Aim of the exercise: Could you give the listing again exactly, without its pictures?

Source data:
# # #

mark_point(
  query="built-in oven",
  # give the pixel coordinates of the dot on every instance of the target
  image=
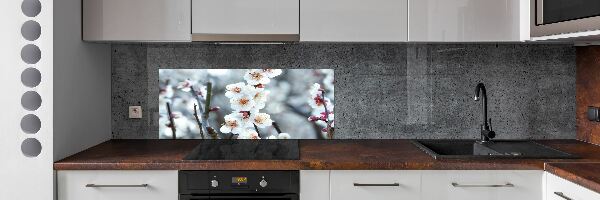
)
(233, 185)
(553, 17)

# # #

Solution:
mark_point(
  query="built-in oven",
  # give the pixel coordinates of the dot on every instance of the target
  image=
)
(233, 185)
(553, 17)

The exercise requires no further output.